Task prompt ::
Apart from the images, every record here needs to be copied exactly.

Study material ::
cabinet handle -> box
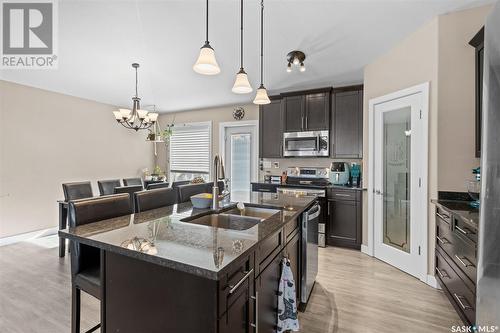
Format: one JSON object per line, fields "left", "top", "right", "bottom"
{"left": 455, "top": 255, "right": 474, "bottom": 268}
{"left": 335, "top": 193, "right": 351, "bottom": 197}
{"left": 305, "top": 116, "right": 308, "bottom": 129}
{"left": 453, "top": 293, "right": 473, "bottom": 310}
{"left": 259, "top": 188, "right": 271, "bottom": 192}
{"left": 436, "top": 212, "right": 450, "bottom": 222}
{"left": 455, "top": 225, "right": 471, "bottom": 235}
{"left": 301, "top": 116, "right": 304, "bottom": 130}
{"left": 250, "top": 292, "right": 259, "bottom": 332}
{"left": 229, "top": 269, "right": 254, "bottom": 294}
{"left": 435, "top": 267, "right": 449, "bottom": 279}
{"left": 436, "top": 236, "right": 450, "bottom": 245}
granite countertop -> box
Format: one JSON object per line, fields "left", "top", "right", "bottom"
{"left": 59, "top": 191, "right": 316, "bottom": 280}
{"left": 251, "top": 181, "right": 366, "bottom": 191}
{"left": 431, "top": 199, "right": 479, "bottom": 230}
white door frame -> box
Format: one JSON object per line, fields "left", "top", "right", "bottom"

Task solution ::
cabinet handle -> box
Format: one JSON object per line, fields "left", "top", "right", "bottom"
{"left": 455, "top": 255, "right": 474, "bottom": 268}
{"left": 335, "top": 193, "right": 351, "bottom": 197}
{"left": 305, "top": 116, "right": 308, "bottom": 129}
{"left": 453, "top": 293, "right": 473, "bottom": 310}
{"left": 259, "top": 188, "right": 271, "bottom": 192}
{"left": 436, "top": 212, "right": 450, "bottom": 222}
{"left": 455, "top": 225, "right": 471, "bottom": 235}
{"left": 301, "top": 116, "right": 304, "bottom": 130}
{"left": 250, "top": 292, "right": 259, "bottom": 332}
{"left": 229, "top": 269, "right": 254, "bottom": 294}
{"left": 435, "top": 267, "right": 449, "bottom": 279}
{"left": 436, "top": 236, "right": 450, "bottom": 245}
granite countertop -> box
Format: one JSON object per line, fields "left", "top", "right", "bottom"
{"left": 59, "top": 191, "right": 316, "bottom": 280}
{"left": 251, "top": 181, "right": 366, "bottom": 191}
{"left": 431, "top": 199, "right": 479, "bottom": 230}
white door frame -> box
Format: one JSON object per line, fields "left", "top", "right", "bottom"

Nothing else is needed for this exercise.